## Start Input rows
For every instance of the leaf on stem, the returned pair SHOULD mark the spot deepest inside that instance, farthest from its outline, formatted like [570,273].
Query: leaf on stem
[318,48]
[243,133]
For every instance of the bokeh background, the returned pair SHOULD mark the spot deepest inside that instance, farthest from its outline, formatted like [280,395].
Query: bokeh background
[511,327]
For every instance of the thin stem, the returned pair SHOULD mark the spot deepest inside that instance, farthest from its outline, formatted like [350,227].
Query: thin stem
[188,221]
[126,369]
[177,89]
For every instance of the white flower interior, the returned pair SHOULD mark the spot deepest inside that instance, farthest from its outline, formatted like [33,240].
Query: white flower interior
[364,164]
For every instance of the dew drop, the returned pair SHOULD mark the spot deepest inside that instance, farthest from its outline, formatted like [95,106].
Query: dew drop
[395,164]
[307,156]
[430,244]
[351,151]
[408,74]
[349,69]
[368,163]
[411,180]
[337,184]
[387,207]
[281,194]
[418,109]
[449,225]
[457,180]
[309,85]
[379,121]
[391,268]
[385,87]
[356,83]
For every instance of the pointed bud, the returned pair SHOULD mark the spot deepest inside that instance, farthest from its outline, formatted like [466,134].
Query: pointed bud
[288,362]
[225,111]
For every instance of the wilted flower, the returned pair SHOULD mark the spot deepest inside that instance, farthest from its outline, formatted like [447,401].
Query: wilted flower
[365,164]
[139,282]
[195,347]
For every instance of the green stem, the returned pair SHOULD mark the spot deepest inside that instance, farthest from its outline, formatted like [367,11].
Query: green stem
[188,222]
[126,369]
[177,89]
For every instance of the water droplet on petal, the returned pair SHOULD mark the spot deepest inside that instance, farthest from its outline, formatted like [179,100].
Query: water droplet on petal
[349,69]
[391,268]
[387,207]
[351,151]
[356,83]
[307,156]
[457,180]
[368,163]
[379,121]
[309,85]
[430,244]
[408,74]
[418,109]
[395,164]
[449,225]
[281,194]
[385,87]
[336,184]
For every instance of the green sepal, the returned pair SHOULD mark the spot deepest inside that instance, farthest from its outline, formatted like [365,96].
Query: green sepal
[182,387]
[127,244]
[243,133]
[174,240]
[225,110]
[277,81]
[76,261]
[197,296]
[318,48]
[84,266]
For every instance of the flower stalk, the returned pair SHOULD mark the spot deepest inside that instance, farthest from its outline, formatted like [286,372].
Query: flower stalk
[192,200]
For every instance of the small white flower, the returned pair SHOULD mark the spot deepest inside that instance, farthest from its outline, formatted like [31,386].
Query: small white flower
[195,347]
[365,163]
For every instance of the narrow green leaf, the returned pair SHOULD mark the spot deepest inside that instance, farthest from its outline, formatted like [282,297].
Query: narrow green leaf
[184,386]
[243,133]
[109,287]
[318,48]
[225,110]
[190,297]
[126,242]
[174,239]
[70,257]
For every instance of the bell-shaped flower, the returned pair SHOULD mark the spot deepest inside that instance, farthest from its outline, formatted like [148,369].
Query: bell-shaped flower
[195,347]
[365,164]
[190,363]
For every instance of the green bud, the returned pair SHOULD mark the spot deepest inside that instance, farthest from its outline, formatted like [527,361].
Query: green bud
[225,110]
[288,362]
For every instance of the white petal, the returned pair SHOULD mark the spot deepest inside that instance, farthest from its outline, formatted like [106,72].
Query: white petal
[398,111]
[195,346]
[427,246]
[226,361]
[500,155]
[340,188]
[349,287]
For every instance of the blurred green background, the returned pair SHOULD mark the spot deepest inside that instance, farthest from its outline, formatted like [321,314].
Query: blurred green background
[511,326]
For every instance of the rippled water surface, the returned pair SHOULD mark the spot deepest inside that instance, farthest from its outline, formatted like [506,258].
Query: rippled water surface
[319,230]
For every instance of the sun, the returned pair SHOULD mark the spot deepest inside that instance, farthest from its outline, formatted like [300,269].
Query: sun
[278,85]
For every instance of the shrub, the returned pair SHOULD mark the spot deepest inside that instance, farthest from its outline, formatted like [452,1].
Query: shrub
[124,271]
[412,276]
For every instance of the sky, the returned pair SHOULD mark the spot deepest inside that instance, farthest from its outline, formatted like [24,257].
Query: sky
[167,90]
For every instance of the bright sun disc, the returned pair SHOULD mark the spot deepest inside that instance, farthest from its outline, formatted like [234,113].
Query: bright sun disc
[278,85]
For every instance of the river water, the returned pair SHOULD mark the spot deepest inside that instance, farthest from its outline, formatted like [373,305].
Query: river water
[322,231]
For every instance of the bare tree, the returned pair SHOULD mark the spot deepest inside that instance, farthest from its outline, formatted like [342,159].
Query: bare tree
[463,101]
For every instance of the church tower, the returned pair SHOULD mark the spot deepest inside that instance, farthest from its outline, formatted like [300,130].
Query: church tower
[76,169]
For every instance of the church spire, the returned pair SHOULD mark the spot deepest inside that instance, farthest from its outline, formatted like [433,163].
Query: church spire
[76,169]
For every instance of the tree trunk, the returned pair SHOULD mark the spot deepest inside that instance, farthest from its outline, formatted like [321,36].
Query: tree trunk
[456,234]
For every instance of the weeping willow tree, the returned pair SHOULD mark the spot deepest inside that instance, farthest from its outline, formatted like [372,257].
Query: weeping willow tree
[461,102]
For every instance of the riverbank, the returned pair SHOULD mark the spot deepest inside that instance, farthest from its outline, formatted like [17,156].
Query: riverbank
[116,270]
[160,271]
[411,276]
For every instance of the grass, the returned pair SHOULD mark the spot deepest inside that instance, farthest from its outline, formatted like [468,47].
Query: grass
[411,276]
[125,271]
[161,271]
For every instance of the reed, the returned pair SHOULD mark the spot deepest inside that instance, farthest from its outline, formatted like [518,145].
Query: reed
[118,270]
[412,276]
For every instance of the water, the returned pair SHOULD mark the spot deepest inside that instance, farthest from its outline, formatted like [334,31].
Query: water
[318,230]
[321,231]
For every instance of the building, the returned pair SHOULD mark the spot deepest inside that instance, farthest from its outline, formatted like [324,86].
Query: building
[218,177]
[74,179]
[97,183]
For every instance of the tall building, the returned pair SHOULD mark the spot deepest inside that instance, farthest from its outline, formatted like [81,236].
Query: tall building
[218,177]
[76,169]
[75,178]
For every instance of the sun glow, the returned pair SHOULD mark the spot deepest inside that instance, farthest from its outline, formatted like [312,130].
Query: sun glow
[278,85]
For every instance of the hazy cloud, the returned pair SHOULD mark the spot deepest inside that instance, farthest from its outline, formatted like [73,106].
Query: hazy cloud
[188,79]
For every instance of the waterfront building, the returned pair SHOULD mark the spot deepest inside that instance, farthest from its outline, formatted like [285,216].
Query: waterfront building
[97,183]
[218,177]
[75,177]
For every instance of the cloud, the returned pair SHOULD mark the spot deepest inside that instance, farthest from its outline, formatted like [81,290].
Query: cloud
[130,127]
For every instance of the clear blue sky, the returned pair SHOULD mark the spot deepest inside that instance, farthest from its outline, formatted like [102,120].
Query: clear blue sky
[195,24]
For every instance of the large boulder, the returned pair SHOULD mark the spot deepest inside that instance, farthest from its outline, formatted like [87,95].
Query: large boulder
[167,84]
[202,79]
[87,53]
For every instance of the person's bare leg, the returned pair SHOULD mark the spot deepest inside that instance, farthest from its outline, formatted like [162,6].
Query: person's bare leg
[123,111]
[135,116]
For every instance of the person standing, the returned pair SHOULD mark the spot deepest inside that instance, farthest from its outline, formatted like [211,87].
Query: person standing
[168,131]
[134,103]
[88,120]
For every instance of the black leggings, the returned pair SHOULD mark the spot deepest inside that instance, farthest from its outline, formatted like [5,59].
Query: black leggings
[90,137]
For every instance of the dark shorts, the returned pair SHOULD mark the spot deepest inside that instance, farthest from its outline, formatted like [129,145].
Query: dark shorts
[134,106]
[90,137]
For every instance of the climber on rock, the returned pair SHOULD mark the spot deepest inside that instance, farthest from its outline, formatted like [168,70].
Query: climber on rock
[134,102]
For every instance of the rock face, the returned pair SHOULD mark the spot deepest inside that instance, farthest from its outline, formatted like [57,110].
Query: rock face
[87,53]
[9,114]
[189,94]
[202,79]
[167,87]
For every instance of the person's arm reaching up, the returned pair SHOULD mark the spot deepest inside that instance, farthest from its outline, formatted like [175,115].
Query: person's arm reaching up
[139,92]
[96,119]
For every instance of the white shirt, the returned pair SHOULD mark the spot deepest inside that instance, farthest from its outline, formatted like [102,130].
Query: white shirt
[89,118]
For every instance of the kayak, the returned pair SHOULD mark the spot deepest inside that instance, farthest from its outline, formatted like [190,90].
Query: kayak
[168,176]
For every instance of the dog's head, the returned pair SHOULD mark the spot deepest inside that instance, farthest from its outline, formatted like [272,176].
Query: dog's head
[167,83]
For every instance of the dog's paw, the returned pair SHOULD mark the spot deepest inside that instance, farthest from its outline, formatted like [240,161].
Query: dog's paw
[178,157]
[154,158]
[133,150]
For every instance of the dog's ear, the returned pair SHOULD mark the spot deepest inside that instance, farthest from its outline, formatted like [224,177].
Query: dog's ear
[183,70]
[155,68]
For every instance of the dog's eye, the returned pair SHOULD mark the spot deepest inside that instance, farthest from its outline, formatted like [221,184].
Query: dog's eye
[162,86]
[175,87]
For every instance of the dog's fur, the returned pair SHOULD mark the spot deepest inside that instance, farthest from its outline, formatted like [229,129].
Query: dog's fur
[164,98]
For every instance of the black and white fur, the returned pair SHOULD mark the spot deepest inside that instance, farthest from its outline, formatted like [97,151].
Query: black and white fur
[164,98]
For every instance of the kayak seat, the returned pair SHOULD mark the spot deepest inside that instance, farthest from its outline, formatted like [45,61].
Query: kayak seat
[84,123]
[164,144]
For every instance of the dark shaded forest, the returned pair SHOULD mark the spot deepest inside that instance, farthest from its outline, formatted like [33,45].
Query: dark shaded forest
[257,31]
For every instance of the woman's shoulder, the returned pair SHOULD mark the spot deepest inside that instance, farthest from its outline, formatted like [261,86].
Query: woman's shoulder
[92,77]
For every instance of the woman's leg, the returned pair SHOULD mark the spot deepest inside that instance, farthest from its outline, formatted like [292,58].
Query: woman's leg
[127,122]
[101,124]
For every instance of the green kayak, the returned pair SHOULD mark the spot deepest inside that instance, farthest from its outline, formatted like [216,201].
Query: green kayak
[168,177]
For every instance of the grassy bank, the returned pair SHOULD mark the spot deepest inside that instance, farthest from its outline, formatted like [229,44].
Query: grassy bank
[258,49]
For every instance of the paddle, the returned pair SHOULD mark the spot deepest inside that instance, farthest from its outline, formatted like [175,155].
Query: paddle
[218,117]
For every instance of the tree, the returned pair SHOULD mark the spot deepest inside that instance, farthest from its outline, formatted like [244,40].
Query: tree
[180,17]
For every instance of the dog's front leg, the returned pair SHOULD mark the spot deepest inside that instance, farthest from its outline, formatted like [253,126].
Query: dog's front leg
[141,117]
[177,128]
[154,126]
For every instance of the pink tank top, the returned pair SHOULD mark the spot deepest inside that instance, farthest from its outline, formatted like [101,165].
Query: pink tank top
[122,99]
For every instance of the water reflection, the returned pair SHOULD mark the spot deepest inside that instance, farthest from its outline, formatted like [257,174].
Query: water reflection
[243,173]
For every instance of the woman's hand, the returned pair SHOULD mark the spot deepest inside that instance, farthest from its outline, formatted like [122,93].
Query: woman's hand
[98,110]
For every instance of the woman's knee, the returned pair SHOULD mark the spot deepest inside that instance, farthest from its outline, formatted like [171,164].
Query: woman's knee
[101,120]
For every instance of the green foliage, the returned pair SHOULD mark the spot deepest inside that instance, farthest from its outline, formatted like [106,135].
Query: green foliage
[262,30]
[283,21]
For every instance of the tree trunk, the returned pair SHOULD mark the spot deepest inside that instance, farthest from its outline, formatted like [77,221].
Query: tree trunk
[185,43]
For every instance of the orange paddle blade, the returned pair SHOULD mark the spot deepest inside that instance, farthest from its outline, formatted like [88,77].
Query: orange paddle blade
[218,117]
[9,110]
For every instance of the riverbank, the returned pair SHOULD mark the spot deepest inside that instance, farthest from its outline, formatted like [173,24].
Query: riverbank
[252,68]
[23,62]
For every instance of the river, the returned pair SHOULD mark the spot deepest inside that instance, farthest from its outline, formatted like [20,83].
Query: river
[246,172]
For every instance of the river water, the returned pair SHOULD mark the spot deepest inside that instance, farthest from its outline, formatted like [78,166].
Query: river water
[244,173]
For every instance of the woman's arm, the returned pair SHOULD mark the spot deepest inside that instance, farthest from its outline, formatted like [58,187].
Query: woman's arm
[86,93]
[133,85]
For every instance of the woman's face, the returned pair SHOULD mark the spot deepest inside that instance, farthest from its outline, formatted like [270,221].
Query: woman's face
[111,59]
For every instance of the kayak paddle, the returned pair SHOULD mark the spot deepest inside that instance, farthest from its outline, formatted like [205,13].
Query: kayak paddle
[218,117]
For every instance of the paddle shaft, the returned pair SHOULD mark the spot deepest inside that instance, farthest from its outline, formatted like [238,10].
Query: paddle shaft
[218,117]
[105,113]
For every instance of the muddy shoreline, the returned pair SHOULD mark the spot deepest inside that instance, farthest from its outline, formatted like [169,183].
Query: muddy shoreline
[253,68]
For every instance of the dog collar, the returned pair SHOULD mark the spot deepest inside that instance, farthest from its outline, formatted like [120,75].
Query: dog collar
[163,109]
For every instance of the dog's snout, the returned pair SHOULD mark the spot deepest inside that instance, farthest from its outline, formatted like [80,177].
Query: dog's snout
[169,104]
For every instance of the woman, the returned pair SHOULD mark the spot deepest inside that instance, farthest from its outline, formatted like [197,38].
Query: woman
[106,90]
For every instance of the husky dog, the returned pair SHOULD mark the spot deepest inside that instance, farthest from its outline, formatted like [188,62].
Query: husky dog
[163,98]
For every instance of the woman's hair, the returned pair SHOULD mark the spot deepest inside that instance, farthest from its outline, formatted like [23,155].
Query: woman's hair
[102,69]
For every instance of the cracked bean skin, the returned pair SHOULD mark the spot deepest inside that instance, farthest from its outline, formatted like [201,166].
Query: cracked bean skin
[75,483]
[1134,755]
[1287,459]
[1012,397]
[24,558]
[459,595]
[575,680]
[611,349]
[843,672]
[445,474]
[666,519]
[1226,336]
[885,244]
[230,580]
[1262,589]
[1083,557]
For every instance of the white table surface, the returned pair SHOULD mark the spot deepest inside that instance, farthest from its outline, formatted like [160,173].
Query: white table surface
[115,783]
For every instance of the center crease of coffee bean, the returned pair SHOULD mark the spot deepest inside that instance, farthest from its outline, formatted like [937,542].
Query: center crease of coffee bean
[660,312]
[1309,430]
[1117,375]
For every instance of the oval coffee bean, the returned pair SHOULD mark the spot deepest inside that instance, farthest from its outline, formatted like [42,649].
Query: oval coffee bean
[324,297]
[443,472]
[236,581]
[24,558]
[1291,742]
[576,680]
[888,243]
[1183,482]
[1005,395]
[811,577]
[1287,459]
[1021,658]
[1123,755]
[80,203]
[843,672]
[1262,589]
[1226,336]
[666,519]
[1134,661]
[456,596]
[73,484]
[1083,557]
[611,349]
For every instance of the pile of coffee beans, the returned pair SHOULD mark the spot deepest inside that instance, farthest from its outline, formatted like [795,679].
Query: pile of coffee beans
## End Input rows
Include both ends. Return the line holding "For every instance of the oval" and all lines after it in the records above, exactly as written.

For every instance of the oval coffee bean, the returned pair SHOULD mark the spot deepest inside that instance, farthest from its outline, formatted like [42,649].
Query: oval coffee bean
[324,297]
[443,472]
[236,581]
[24,558]
[1291,742]
[576,680]
[888,243]
[1183,482]
[1005,395]
[811,577]
[1287,459]
[1021,658]
[1123,755]
[80,203]
[843,672]
[1262,589]
[1226,336]
[666,519]
[1134,661]
[456,596]
[73,484]
[1083,557]
[611,349]
For every instance of the pile of coffee beans, the returned pair SHOULD mark the spot deepest inside that instance, farthest from its outline, formatted like [795,679].
Query: pile of coffee beans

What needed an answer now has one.